* _EXERCISE OBJECTIVE_:
Each line below that contains "engine" should be counted; give the total alone.
┌────────
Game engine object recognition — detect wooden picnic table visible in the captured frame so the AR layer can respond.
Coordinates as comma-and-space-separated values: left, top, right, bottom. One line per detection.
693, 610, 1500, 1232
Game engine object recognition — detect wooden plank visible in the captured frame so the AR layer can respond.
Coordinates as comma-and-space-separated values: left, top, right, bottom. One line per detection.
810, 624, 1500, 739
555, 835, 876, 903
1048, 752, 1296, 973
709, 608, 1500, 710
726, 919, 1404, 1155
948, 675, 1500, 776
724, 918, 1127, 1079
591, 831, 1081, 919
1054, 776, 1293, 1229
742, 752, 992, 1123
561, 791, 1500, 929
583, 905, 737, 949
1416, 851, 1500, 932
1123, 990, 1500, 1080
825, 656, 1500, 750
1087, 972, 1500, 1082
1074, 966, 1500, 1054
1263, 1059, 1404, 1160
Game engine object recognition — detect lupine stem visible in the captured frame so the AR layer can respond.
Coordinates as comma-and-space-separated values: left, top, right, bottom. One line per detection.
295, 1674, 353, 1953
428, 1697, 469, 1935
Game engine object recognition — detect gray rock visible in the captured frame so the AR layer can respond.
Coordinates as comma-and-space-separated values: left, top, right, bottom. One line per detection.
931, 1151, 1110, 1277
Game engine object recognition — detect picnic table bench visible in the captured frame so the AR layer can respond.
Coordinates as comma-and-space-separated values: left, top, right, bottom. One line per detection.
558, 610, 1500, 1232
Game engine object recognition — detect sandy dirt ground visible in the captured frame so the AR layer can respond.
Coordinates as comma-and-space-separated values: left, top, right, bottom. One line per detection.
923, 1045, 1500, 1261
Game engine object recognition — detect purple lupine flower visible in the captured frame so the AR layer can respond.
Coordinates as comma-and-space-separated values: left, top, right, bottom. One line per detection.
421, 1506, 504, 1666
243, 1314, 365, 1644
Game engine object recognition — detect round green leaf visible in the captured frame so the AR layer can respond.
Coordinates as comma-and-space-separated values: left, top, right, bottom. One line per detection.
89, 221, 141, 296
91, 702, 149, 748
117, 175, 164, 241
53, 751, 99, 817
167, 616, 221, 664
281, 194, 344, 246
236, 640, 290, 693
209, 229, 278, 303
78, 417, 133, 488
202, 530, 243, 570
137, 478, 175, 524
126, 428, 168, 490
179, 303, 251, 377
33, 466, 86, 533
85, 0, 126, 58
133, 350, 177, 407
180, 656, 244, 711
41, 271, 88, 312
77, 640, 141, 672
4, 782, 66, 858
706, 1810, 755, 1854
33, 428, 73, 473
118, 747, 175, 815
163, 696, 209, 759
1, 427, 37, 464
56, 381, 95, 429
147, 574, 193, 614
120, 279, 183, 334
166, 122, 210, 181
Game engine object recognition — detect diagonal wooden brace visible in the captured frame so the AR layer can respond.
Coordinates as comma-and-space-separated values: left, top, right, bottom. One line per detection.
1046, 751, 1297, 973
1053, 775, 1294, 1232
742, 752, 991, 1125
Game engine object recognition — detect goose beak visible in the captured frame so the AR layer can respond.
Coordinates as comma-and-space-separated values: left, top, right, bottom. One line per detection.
└────────
* _TASK ANSWER_:
10